* **Instructions to follow**
Swap every "photograph" in the records below for "image" and reproduce them with nothing else changed. Leave the pictures out.

* **Data extract**

* * * *

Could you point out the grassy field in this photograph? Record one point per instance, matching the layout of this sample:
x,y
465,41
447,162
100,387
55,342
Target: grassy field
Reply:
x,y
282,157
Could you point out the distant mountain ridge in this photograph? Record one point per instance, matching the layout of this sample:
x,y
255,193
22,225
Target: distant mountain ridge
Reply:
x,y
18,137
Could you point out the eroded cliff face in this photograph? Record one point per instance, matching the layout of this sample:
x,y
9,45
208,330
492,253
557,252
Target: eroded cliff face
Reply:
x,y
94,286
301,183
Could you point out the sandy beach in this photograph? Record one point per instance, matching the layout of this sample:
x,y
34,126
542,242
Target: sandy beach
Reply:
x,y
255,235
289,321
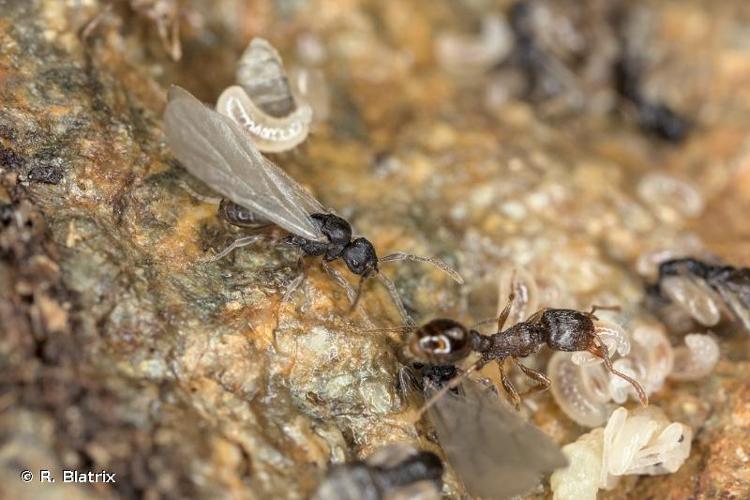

* * * *

* **Exercise response**
Could you point out the grassy field in this image? Record one point per instance, matching the layout of this sample:
x,y
465,41
447,162
100,387
55,342
Target: grassy field
Reply:
x,y
282,157
Could you point out the distant mountain ridge in this image? Record one point per instance, matching the layout of this sample:
x,y
255,193
22,225
Target: distant mountain ridge
Reply:
x,y
18,137
Could you point out the eroded cliff face in this image? Record one point per instance, matching the layout of this sample:
x,y
9,45
208,330
492,253
557,252
Target: eroded cliff face
Reply:
x,y
94,286
301,183
Could you point out the sandy beach in this image? Record one point per instance, matching the layout of this sample:
x,y
34,126
542,242
Target: sandy beach
Reply:
x,y
255,235
289,321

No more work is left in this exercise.